• [Request]
Copy out the following records verbatim, reproducing every line without change.

--- Start Data provided ---

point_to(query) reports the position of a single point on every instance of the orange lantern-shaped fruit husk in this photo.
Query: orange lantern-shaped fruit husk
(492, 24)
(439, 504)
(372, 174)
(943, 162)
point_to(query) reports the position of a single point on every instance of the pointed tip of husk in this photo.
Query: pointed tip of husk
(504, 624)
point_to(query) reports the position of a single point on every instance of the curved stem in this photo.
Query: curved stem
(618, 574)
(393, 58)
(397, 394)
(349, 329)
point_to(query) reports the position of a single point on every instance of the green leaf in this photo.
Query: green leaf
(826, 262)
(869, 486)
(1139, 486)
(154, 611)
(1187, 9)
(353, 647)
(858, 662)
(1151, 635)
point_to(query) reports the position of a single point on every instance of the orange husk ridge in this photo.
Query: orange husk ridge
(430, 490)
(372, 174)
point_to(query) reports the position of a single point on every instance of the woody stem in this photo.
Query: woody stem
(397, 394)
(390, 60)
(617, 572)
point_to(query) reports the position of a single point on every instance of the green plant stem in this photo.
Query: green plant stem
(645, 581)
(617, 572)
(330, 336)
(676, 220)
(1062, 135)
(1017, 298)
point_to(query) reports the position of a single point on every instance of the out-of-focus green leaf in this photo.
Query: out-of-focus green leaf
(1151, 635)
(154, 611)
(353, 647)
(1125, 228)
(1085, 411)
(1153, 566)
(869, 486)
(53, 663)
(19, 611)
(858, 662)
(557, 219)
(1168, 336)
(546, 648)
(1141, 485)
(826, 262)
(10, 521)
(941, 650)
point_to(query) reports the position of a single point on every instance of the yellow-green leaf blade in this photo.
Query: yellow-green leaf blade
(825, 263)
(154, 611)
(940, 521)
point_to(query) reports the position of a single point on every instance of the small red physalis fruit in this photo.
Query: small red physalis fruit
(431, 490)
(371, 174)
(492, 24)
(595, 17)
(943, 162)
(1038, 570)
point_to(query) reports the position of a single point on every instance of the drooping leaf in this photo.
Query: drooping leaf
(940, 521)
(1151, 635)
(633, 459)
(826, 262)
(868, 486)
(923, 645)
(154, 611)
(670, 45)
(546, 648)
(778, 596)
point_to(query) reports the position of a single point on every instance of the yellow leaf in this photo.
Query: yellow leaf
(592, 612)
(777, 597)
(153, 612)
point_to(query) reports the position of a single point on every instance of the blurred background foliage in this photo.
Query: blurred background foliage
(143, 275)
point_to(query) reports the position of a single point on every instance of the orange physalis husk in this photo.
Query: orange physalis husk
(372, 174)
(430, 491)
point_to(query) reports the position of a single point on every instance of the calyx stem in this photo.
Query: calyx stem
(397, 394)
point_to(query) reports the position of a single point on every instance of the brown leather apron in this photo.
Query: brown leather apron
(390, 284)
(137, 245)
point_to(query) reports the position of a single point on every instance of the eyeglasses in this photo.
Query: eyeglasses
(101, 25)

--- End Data provided ---

• [Reply to the exercise]
point_to(query) reports the position of a single point on every instance of the orange lantern-shaped fruit husk in this photo.
Query: orange lantern-shaped fruit husk
(492, 24)
(439, 504)
(372, 174)
(943, 162)
point_to(query) reports the position of a single point on every instance of the pointed tip of husk in this photo.
Query: pointed tip of husk
(504, 624)
point_to(query) reports the position of a single point on every instance of the curved stem in this photo.
Query: curved stem
(618, 574)
(393, 58)
(397, 394)
(349, 329)
point_to(query) reports the position of a single point on every instance of the green leaf in this photo.
Query: green leaf
(826, 262)
(869, 486)
(1139, 486)
(154, 611)
(1187, 9)
(353, 647)
(858, 662)
(1151, 635)
point_to(query) reports the position of a single point on every instance of the orange husk ridge in this photo.
Query: orange husk ridge
(430, 490)
(372, 174)
point_to(query) reports the position of a single point on every instance of the woody stem in this photo.
Query: woody stem
(397, 394)
(390, 60)
(617, 572)
point_to(query) reports the position of a single point on every instance of the green plant stem in this photo.
Query: green plant stem
(645, 581)
(617, 572)
(330, 336)
(676, 220)
(1062, 135)
(1017, 298)
point_to(query) reports the position of a single point on every instance of the out-of-focus green leaf in this photo.
Query: out-of-focus green leaf
(1151, 635)
(154, 611)
(353, 647)
(1125, 228)
(1085, 411)
(1153, 566)
(869, 486)
(53, 663)
(19, 611)
(858, 662)
(557, 219)
(1168, 336)
(546, 648)
(1141, 485)
(826, 262)
(10, 521)
(941, 650)
point_to(query) reports the position of a single point on every instance of the yellow-green leaf blade in this photo.
Query: yellow-green leaf blade
(825, 263)
(154, 611)
(940, 521)
point_to(query) reports the position of a single point on every instance of the small red physalis fruit in this photo.
Query: small red physalis fruit
(431, 490)
(371, 174)
(492, 24)
(595, 17)
(943, 162)
(1038, 570)
point_to(query) reports the position of a single point on every instance of the drooping leaf in this photo.
Query: drooping leaf
(940, 521)
(1151, 635)
(633, 459)
(826, 262)
(868, 486)
(923, 645)
(154, 611)
(670, 45)
(546, 648)
(778, 596)
point_to(query) reports the position of a single point on every instance of the yellow leaf in this photo.
Query: yellow leaf
(592, 612)
(777, 597)
(153, 612)
point_to(query) reports the position of a single point on every instance of the blurred background foliage in this photo.
Query: blurred background foliage
(143, 275)
point_to(query) reports the position of a single point on every instance of the orange physalis husk in this photo.
Query: orange physalis husk
(372, 174)
(430, 491)
point_to(query) reports the position of a single point on every instance of the calyx stem in this photo.
Query: calyx stem
(397, 394)
point_to(query) reports the position of a single point on every instance of the brown leather apron in this photo.
Query: brown leather apron
(390, 284)
(137, 245)
point_to(query) reports the position of a single point on every instance of the eyeglasses in this photo.
Query: eyeglasses
(101, 25)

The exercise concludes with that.